### [WHAT YOU NEED TO DO]
The data below should be restated word for word, with every picture omitted.

Extracted records
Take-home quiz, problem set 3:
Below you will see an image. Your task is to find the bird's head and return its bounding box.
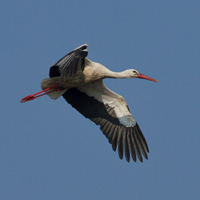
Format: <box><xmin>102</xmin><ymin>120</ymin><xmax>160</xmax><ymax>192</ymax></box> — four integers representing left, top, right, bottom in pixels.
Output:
<box><xmin>126</xmin><ymin>69</ymin><xmax>158</xmax><ymax>82</ymax></box>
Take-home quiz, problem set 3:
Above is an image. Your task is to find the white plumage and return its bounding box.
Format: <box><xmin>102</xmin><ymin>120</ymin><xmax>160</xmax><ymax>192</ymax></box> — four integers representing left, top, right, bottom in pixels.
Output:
<box><xmin>21</xmin><ymin>44</ymin><xmax>158</xmax><ymax>162</ymax></box>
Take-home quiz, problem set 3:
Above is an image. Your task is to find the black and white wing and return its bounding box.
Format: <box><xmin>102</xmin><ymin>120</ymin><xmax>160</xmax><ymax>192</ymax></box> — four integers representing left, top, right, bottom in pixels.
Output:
<box><xmin>49</xmin><ymin>44</ymin><xmax>88</xmax><ymax>81</ymax></box>
<box><xmin>63</xmin><ymin>81</ymin><xmax>149</xmax><ymax>162</ymax></box>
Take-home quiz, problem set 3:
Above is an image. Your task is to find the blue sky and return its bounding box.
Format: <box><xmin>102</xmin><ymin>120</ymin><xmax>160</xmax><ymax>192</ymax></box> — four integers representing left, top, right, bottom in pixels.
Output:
<box><xmin>0</xmin><ymin>0</ymin><xmax>200</xmax><ymax>200</ymax></box>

### [ANSWER BELOW]
Take-home quiz, problem set 3:
Below you will see an image. Your task is to find the bird's head and return its bounding box.
Format: <box><xmin>102</xmin><ymin>120</ymin><xmax>160</xmax><ymax>192</ymax></box> — four integers representing left, top, right, bottom in pixels.
Output:
<box><xmin>126</xmin><ymin>69</ymin><xmax>158</xmax><ymax>82</ymax></box>
Take-home quiz, problem set 3:
Above is an image. Your task is to find the white plumage and return its bounding box.
Format: <box><xmin>102</xmin><ymin>120</ymin><xmax>160</xmax><ymax>192</ymax></box> — four integers representing left, top, right, bottom in pixels.
Output:
<box><xmin>21</xmin><ymin>44</ymin><xmax>158</xmax><ymax>162</ymax></box>
Take-home quiz, problem set 3:
Above is an image. Your task is to find the black and white wing and return its bounding box.
Format: <box><xmin>102</xmin><ymin>120</ymin><xmax>160</xmax><ymax>192</ymax></box> — four integers representing left, top, right, bottom in pixels.
Output:
<box><xmin>49</xmin><ymin>44</ymin><xmax>88</xmax><ymax>81</ymax></box>
<box><xmin>63</xmin><ymin>81</ymin><xmax>149</xmax><ymax>162</ymax></box>
Take-home quiz, problem set 3:
Above is an image. Your task is to find the blue sky and return its bounding box.
Format: <box><xmin>102</xmin><ymin>120</ymin><xmax>160</xmax><ymax>192</ymax></box> — four integers representing left, top, right, bottom in pixels.
Output:
<box><xmin>0</xmin><ymin>0</ymin><xmax>200</xmax><ymax>200</ymax></box>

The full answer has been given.